**What you have to do:** Rewrite the rows below from the line with "Task: segment each" up to and including the line with "negative clicks: (135, 194) (227, 61)", swapping "rough mask" for "coarse mask" and keeping everything else the same.

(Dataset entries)

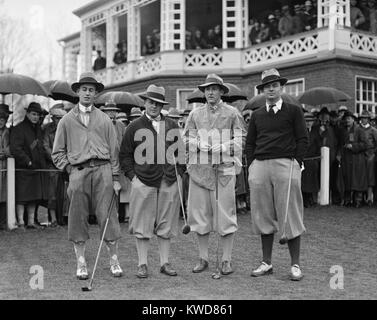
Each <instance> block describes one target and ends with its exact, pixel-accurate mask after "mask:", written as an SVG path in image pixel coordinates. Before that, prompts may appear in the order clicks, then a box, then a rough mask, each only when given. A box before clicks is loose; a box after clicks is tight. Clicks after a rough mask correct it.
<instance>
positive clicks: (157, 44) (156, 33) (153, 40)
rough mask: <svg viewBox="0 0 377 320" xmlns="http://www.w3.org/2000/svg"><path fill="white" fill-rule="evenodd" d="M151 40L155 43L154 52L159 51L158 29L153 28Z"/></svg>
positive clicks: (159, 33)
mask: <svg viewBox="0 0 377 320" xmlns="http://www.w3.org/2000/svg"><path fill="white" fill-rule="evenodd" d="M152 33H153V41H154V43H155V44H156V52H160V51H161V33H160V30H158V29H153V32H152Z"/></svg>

...

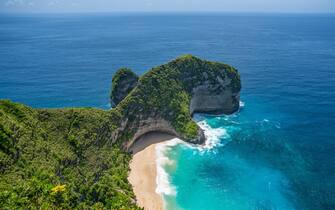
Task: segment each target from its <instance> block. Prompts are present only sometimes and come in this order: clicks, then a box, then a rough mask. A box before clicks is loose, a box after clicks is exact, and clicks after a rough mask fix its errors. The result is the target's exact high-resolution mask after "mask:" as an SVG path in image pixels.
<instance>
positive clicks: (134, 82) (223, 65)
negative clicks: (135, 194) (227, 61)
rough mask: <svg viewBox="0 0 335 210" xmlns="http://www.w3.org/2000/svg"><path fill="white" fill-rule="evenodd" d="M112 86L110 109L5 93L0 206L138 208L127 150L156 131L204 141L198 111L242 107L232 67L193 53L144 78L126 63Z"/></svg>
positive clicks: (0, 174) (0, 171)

**Written solution:**
Task: segment each target from its <instance> block. Prompts are present only sometimes and come in this order: clicks, then a box, then a coarse mask. A box before clicks is loose, a box after clicks is exact, and clicks after a coarse mask fix its errors. The result is the target's exact high-resolution mask after "mask:" as an SVG path in image pixels.
<instance>
positive clicks: (134, 82) (223, 65)
negative clicks: (135, 194) (227, 61)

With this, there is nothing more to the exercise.